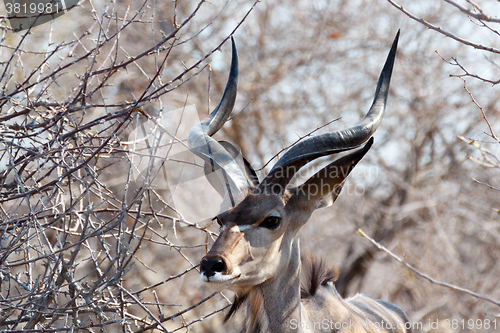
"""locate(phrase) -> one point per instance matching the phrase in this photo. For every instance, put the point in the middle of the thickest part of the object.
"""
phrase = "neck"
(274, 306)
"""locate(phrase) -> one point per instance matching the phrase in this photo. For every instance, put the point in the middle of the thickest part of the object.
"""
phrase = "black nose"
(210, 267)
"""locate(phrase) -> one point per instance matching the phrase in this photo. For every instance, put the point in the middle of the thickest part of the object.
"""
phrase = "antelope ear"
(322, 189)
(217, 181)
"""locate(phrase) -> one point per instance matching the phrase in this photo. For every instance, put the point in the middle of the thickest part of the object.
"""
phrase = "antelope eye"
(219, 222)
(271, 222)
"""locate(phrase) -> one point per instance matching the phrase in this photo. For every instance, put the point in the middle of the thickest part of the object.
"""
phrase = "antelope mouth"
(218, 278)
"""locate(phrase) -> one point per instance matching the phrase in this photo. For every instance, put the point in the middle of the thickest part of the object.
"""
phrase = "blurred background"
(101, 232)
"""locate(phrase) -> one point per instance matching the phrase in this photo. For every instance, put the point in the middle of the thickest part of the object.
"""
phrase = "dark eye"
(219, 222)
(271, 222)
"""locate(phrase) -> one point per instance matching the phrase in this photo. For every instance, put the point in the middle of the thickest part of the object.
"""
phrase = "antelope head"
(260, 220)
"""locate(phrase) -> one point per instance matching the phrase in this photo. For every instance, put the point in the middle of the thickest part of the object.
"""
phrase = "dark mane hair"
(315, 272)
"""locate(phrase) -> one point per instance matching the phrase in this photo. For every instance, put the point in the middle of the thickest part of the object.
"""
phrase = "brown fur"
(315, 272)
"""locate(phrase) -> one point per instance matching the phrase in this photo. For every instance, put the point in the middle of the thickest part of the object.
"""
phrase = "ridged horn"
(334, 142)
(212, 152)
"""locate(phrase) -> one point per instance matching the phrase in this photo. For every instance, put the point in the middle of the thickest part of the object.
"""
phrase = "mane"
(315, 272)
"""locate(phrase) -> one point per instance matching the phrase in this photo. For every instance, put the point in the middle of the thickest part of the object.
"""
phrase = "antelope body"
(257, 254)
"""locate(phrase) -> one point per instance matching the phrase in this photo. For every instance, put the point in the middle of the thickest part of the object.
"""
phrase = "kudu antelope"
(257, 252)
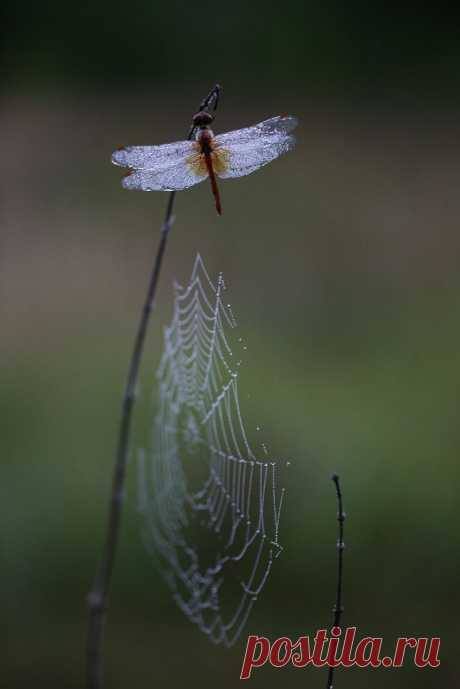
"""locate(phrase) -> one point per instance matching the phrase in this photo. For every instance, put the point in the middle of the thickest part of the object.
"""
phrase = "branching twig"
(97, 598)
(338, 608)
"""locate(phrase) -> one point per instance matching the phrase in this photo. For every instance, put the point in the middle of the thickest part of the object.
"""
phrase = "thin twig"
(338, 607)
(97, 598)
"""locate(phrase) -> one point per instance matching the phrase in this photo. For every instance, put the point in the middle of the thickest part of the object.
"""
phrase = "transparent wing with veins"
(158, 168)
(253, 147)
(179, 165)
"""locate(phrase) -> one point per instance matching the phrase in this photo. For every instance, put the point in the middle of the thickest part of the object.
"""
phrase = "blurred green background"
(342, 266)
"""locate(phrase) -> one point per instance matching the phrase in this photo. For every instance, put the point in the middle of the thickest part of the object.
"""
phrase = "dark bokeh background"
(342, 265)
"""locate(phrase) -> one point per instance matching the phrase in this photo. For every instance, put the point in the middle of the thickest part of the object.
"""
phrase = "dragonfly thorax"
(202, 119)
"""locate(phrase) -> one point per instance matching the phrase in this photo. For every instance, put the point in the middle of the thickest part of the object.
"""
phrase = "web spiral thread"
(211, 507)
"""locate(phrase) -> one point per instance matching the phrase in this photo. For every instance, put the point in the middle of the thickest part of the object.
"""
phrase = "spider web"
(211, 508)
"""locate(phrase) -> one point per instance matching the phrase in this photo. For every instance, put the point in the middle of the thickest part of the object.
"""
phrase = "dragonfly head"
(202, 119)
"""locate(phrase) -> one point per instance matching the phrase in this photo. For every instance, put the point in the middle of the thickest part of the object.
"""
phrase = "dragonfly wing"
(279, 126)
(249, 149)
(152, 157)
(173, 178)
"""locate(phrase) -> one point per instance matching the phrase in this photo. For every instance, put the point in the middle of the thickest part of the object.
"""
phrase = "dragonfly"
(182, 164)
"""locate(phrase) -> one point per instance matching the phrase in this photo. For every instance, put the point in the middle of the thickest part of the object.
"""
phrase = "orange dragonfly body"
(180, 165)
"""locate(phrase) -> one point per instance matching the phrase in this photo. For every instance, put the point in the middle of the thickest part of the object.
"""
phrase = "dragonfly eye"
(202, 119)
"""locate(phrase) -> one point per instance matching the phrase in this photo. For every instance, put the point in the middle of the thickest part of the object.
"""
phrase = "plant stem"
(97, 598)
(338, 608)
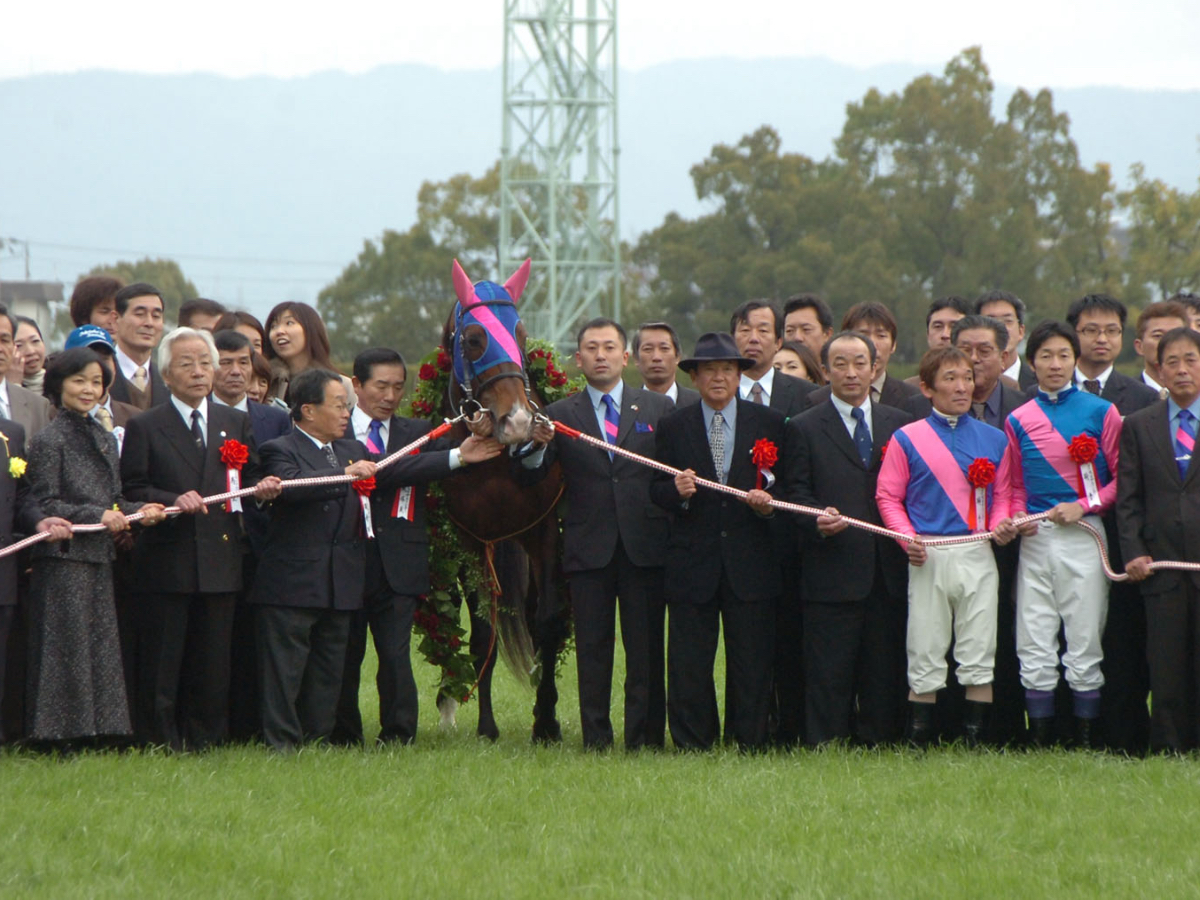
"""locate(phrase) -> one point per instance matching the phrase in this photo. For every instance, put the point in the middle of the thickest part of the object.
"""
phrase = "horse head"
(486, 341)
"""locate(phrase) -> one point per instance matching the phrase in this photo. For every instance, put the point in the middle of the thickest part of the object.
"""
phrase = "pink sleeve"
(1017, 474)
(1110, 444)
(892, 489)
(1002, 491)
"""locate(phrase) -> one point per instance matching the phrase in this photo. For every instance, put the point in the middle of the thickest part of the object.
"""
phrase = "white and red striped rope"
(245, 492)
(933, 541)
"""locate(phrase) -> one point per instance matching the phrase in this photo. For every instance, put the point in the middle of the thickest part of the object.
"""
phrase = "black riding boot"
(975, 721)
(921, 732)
* * *
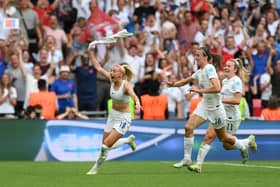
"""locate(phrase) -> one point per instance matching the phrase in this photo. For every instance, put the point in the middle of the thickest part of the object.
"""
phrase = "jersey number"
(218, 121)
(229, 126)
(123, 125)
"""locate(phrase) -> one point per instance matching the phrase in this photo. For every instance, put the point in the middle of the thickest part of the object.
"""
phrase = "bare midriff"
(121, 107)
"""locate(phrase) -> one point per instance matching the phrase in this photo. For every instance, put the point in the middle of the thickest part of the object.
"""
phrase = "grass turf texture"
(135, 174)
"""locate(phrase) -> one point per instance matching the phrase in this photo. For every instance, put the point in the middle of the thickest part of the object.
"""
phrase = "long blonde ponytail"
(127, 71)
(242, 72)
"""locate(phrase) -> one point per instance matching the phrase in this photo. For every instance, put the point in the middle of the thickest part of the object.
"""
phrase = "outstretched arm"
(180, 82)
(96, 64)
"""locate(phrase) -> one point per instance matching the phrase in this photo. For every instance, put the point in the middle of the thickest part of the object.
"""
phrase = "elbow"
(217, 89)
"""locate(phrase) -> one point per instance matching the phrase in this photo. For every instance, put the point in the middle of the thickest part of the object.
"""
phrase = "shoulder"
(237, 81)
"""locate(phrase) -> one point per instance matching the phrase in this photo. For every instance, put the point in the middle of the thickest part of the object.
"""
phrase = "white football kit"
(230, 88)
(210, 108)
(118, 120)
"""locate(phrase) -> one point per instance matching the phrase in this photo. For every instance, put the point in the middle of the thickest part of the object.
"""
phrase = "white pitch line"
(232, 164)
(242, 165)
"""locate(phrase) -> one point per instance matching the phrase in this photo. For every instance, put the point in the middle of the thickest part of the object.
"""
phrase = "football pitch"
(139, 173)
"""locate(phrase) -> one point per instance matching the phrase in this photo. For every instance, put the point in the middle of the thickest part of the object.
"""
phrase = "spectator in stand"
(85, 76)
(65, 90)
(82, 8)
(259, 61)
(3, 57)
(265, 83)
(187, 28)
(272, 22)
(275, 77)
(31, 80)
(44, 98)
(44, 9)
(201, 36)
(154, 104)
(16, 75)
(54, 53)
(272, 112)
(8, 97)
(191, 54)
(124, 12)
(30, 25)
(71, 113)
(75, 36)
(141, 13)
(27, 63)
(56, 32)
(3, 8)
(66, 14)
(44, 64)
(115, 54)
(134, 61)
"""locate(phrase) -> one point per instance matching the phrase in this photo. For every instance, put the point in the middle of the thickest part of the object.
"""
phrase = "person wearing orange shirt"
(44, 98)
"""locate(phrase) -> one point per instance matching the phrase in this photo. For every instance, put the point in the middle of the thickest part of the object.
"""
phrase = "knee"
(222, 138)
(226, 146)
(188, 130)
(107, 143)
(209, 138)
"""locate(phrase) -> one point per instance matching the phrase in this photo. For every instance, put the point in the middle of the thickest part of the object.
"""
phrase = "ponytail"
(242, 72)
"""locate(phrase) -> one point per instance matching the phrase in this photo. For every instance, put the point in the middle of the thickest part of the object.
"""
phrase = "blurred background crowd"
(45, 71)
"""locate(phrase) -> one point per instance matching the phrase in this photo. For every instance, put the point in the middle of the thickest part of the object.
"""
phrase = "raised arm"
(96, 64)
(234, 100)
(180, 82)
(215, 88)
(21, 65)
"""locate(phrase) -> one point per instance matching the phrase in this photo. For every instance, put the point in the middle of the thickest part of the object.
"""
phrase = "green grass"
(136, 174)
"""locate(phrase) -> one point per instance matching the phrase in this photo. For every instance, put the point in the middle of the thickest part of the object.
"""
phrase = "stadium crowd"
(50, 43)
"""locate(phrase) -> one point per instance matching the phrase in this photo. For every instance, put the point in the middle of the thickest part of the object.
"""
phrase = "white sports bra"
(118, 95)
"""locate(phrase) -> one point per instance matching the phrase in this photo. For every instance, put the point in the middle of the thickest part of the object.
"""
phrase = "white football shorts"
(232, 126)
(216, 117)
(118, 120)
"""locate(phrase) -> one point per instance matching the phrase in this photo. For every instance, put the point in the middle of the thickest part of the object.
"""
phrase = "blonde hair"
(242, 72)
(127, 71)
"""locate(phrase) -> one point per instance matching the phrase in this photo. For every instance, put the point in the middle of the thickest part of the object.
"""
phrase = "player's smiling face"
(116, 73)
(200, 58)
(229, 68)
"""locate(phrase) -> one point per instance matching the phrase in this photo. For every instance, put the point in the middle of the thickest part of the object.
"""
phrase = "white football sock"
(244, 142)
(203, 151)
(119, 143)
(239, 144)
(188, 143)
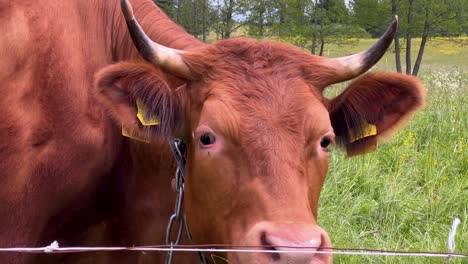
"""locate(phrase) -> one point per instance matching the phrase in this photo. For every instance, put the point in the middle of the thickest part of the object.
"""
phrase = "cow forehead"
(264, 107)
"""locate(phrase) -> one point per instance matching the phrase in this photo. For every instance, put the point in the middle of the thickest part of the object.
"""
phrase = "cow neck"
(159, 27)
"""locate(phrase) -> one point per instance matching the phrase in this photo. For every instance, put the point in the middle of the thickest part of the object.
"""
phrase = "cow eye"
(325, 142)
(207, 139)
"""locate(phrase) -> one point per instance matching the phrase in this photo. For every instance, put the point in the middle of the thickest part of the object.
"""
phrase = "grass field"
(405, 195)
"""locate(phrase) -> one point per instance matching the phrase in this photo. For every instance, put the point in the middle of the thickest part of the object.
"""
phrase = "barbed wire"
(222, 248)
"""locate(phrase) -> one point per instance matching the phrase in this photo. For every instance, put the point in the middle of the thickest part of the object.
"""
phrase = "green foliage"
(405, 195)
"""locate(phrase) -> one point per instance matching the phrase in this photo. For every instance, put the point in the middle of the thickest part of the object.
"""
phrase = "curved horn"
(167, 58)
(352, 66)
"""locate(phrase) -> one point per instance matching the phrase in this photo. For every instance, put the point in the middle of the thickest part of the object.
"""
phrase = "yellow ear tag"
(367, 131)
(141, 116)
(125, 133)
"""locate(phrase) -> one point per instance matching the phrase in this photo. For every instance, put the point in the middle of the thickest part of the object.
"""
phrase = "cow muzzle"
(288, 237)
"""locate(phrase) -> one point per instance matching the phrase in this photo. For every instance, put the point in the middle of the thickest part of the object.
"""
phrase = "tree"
--
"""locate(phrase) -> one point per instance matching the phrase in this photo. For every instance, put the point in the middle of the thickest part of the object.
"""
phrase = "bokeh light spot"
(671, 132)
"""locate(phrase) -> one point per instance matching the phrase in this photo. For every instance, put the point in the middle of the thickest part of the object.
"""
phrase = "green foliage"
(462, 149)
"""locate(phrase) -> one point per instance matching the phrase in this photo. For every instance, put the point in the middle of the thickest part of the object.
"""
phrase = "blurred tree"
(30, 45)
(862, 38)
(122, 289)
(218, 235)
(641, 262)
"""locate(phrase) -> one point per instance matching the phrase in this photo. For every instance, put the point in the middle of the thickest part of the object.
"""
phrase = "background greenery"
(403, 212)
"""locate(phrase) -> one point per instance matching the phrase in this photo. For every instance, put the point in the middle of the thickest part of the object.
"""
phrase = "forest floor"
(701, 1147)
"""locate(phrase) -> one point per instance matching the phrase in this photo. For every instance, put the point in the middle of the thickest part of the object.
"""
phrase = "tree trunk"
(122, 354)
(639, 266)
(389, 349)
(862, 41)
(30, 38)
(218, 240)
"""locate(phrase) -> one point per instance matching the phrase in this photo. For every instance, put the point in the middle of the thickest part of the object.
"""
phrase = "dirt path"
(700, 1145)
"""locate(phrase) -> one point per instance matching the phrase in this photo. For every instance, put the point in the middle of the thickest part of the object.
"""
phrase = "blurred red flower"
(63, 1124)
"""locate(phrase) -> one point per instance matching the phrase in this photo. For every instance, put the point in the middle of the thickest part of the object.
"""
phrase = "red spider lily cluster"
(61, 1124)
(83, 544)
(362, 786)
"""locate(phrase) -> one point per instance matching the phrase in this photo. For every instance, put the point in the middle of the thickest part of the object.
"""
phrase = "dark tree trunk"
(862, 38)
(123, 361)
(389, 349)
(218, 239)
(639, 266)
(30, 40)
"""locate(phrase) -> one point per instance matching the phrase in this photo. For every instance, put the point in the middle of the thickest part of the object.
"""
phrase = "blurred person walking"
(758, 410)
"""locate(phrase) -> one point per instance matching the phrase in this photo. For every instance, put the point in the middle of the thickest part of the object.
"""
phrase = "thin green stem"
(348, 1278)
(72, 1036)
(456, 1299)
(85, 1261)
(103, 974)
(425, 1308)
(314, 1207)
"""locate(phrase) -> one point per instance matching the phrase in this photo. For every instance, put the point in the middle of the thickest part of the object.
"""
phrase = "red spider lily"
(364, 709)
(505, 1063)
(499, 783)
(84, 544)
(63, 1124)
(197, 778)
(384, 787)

What the task requires:
How many of the lines above contain the word "background"? Reply with the number alone.

Answer to this exercise:
5